These people have no interest in enjoying themselves or helping other people enjoy themselves.  They are first and foremost concerned with keeping up the appearance of enjoying themselves. It’s a process that requires the assistance of the safe and heavenly voices of delusional groupies: whores of Babylon whose mindless approval temporarily medicates their allergy to introspection – a source of confidence they find far less reliable than the condescension and ideological persecution of others. Revolution’s sexy when it’s sleeping with them, but when it sneaks into the bed of another, it’s an astrological accident that won’t let them sleep nights. All the while some child soldier trips over a landmine in the Congo, and Shakespeare rolls over in his grave from dire boredom. O ye, O ye, how culture sweeps them this way and that, they’re victims of the violent trend winds of an internet generation that rapidly changes its mind thinking the world will continue turning on their every indecisive whim. They’re seduced by the luxurious promises of the peripheral, and soon they will be left behind. These people have no sense of priority or compassion beyond their own amusement, they’re reaching for a summit eroding faster than the Catskills, and they’re not to be trusted.

Stored data entries:
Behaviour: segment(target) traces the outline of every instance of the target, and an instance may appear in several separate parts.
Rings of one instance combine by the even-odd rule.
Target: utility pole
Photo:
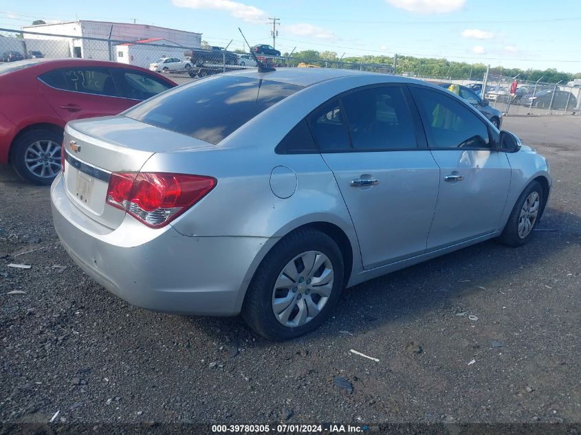
[[[269,21],[266,23],[267,24],[272,24],[272,30],[270,31],[270,34],[272,36],[272,48],[276,48],[276,45],[275,45],[276,38],[278,36],[278,31],[276,30],[276,25],[281,25],[280,23],[277,23],[276,21],[280,21],[280,18],[268,18]]]
[[[484,80],[482,80],[482,91],[480,91],[480,98],[484,100],[486,95],[486,83],[488,82],[488,73],[490,72],[490,65],[486,67],[486,74],[484,74]]]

[Apply what you read]:
1/ In the passage about people who are only out for their own fun, what are they first and foremost concerned with?
2/ Go on with the passage about people who are only out for their own fun, starting after its last sentence.
You won't need the lines to do any of this.

[Written answers]:
1/ Keeping up the appearance of enjoying themselves.

2/
The absence of an article of clothing suspends their rush to judgment, a rush they can’t do without.  But life is far less democratic than art would like to make it seem. When we refuse to accept the lesson at hand, it’s often violently forced upon us. They should prepare for the chaotic physical sensationalism they’ve sulked in to subside apathetically, and ready themselves to be offered to the blessed and conscientious half way in sweatpants. True hospitality is not something you expect of others, but something you find for yourself. Bob Mould is the pastor that brings this hard truth to your confession booth. Like Yoko Ono in her bag, you will judge the spirit of the party on the merit of his character, not the sheen of his robes.  Under the interpretation of Mould’s keen and righteous ears, the only legitimate absolution can be achieved through rigorous training of the mind and a wholesome dedication to the revelation. A revelation set to a high decibel chemistry of your preferred wavelength, an insistence on finding your personal truth.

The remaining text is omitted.